=== TASK DATA ===
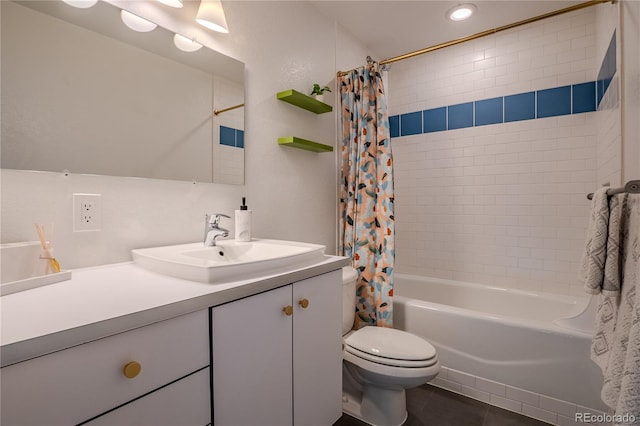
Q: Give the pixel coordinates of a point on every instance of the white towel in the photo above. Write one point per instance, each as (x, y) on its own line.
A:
(615, 346)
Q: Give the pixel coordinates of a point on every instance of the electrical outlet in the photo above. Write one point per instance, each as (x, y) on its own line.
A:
(87, 212)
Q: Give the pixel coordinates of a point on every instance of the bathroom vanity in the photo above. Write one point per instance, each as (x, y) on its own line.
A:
(122, 345)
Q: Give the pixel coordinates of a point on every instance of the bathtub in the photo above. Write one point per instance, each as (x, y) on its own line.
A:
(528, 340)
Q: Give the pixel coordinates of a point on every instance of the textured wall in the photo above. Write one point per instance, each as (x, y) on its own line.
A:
(292, 192)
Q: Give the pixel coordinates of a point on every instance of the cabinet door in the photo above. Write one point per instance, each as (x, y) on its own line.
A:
(317, 350)
(252, 361)
(185, 403)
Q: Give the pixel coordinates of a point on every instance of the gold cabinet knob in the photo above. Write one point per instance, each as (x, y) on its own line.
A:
(131, 369)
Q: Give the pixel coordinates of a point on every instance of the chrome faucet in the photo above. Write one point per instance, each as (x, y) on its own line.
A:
(212, 229)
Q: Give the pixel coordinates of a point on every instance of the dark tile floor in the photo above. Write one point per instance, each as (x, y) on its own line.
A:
(432, 406)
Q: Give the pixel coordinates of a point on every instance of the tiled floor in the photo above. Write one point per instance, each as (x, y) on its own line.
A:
(431, 406)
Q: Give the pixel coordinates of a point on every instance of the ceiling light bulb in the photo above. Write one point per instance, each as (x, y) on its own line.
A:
(211, 15)
(185, 43)
(137, 23)
(81, 4)
(461, 12)
(172, 3)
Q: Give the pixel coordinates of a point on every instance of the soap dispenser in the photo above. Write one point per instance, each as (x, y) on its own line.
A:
(243, 222)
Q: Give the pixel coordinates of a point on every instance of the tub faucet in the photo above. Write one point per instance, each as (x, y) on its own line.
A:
(212, 229)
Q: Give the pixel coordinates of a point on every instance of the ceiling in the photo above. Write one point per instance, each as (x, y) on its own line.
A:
(390, 28)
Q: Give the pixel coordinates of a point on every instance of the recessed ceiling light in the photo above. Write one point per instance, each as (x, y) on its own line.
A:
(186, 44)
(172, 3)
(137, 23)
(81, 4)
(461, 12)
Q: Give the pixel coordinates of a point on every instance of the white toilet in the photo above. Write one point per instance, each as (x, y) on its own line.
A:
(379, 364)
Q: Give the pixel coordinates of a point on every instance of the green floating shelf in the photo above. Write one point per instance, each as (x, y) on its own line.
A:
(303, 101)
(300, 143)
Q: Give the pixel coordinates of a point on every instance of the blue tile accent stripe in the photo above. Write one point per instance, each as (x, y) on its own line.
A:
(231, 137)
(411, 124)
(552, 102)
(520, 107)
(435, 120)
(564, 100)
(460, 116)
(489, 111)
(584, 97)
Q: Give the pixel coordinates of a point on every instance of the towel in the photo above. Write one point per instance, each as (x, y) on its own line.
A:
(612, 269)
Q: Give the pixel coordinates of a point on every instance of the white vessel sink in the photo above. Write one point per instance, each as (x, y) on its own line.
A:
(229, 260)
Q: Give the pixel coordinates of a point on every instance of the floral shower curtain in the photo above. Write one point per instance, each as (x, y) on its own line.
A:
(366, 227)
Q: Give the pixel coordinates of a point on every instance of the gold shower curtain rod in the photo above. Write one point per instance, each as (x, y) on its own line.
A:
(220, 111)
(488, 32)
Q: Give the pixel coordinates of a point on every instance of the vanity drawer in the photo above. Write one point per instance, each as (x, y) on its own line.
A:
(185, 403)
(78, 383)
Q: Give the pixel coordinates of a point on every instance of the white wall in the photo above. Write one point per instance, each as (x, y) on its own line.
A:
(630, 23)
(608, 122)
(504, 203)
(292, 193)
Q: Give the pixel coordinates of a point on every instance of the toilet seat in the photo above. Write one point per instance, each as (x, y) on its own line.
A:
(391, 347)
(390, 361)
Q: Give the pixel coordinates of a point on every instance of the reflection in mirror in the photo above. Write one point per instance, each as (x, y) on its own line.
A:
(84, 93)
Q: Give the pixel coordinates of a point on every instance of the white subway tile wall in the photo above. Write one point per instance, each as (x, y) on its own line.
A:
(541, 407)
(501, 204)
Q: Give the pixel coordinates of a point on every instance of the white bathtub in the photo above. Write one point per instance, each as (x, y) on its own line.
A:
(513, 337)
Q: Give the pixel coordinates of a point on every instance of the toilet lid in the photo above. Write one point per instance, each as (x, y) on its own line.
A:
(390, 343)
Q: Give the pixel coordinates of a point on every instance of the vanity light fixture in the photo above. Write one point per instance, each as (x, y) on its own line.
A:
(172, 3)
(461, 12)
(81, 4)
(186, 44)
(137, 23)
(211, 15)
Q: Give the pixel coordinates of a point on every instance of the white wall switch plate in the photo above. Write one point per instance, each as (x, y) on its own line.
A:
(87, 212)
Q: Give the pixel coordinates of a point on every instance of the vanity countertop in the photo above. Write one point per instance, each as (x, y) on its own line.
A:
(101, 301)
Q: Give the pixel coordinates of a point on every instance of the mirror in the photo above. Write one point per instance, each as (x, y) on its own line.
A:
(84, 93)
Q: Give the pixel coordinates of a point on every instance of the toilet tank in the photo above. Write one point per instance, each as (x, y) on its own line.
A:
(349, 279)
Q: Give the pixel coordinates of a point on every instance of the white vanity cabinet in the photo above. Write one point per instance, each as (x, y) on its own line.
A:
(277, 356)
(81, 383)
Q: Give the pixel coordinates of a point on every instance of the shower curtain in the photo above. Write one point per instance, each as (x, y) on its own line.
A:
(366, 222)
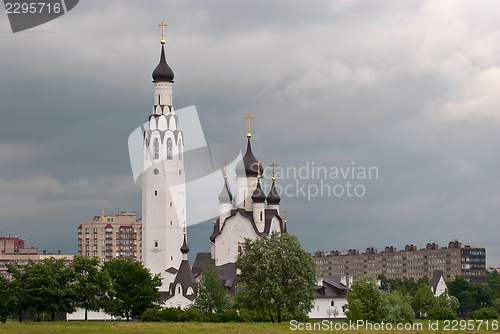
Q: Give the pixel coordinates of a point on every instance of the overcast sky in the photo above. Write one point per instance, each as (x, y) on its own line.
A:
(408, 87)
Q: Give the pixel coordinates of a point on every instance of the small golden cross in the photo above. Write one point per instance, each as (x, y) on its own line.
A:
(225, 169)
(248, 117)
(162, 33)
(273, 165)
(258, 168)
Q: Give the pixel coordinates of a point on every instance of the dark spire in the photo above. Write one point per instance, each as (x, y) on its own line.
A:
(225, 195)
(248, 166)
(184, 247)
(163, 72)
(258, 195)
(273, 197)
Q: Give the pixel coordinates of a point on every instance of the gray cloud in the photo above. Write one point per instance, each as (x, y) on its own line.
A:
(408, 87)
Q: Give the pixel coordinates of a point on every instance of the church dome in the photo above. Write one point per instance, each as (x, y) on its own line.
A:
(258, 195)
(273, 197)
(225, 195)
(249, 164)
(163, 72)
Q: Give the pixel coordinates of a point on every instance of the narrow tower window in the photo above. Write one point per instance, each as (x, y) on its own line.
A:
(169, 149)
(156, 146)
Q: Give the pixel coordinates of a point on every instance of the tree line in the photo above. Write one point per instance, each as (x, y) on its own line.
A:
(119, 287)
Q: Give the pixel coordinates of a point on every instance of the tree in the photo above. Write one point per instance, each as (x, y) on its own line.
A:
(134, 288)
(423, 300)
(365, 301)
(211, 295)
(278, 275)
(47, 285)
(91, 284)
(5, 300)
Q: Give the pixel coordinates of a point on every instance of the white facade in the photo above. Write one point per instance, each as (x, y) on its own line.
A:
(328, 308)
(163, 187)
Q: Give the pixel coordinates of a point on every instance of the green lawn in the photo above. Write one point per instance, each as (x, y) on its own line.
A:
(138, 327)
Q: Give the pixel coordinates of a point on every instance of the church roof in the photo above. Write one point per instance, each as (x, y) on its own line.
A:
(258, 195)
(225, 195)
(163, 72)
(216, 230)
(273, 197)
(248, 165)
(269, 214)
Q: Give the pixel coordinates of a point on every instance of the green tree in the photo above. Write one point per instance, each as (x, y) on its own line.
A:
(91, 284)
(5, 299)
(134, 288)
(211, 296)
(423, 300)
(278, 275)
(48, 286)
(366, 301)
(398, 308)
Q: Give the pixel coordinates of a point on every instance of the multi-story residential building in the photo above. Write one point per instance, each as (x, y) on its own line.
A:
(14, 245)
(453, 260)
(12, 252)
(108, 237)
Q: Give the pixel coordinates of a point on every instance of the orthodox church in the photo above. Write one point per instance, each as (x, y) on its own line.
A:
(249, 213)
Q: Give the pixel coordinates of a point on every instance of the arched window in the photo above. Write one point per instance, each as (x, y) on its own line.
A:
(156, 147)
(180, 150)
(169, 149)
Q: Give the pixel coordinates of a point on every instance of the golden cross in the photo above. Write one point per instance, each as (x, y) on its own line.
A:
(273, 165)
(248, 117)
(258, 168)
(162, 33)
(225, 169)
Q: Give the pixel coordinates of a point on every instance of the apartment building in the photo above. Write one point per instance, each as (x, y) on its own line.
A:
(411, 262)
(108, 237)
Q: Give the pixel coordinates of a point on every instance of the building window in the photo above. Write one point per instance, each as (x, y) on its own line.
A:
(169, 148)
(156, 146)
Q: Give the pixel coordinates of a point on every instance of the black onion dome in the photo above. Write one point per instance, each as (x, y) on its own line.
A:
(248, 165)
(163, 72)
(273, 197)
(225, 195)
(258, 195)
(184, 247)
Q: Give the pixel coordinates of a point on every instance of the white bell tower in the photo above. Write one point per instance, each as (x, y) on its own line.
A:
(163, 181)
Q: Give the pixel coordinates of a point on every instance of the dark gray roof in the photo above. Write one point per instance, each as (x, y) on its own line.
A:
(225, 195)
(258, 195)
(201, 261)
(331, 288)
(248, 165)
(273, 197)
(269, 215)
(163, 72)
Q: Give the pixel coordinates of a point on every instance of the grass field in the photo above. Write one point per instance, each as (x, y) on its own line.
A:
(138, 327)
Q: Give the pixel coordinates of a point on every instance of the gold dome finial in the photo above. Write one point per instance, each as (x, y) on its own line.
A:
(225, 170)
(258, 169)
(273, 165)
(162, 32)
(248, 117)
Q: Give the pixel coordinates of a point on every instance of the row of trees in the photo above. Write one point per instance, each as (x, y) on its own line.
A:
(120, 287)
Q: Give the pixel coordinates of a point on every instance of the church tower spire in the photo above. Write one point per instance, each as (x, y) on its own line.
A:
(163, 182)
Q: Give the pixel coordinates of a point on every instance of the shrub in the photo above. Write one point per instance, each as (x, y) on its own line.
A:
(441, 313)
(485, 313)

=== WHAT IS EXPECTED ===
Scan the entries above for the word "wall" and collect each line holding it.

=== SOLVED EXERCISE ===
Q: Give the pixel coordinates of a point on every instance of the textured wall in the photo above. Write one point per instance, each as (x, y) on its own line.
Q: Give the pixel coordinates of a point on every instance of the white wall in the photo above. Write one point per instance, each as (x, y) on its own line.
Q: Give the pixel coordinates of a point on every instance of the white subway tile wall in the photo above. Write one point per instance, each as (x, y) on its own line.
Q: Give the pixel coordinates of a point on every instance of the white wall switch plate in the photo above. Write one point per instance, each as (x, y) on its own line.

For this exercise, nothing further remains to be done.